──────── Extract to read
Sunday 25 November 2012

'Continuita' at West Malling Abbey Part 1: Fusion Cuisine by Maguire & Murray



In Gorgias, Plato's critique of the art of oratory, Socrates states that this art, (along with cookery) isn't an art at all, but a knack of producing a 'pleasurable [emotional] response' in subjects; a sort of 'pandering'.  Socrates goes on to say that he regards any kind of 'irrational' occupation as more of a 'knack' gained by experience, rather than a genuine ‘art’ supported by sound theory and training {Gorgias, Penguin Books p.45-47}
Although this critique is in fact a thinly veiled (but valid) discussion on the drawbacks of democracy and the 'surly mob' placated by 'bread and circuses', the argument itself is flawed and contains within it the sort of 'cold-logic' that would eventually lead to Plato's call for the transference of the breeding and rearing of children to special centralised authorities in 'The Republic'.
The same cold logic was employed by Le Corbusier in the development and enunciation of 'his machine for living in' and just like no wants to outsource their breeding capabilities similarly, no one really wants to live in hygienic white boxes.
────────────────
──────── Data excerpt
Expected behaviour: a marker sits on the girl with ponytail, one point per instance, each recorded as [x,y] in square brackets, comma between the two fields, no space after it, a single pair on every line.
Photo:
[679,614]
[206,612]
────────────────
[Actions to take]
a: Please write out the post on Plato's Gorgias from "The same cold" up to and including "hygienic white boxes.".
b: For each statement, say yes or no according to the post on Plato's Gorgias, and quote the words that settle it: (i) Socrates counts cookery as a genuine art. (ii) The critique is described as a veiled discussion of the drawbacks of democracy. (iii) The phrase "his machine for living in" is linked to Le Corbusier.

[Full answers]
a:
The same cold logic was employed by Le Corbusier in the development and enunciation of 'his machine for living in' and just like no wants to outsource their breeding capabilities similarly, no one really wants to live in hygienic white boxes.

b:
(i) No: "this art, (along with cookery) isn't an art at all"
(ii) Yes: "a thinly veiled (but valid) discussion on the drawbacks of democracy"
(iii) Yes: "The same cold logic was employed by Le Corbusier in the development and enunciation of 'his machine for living in'"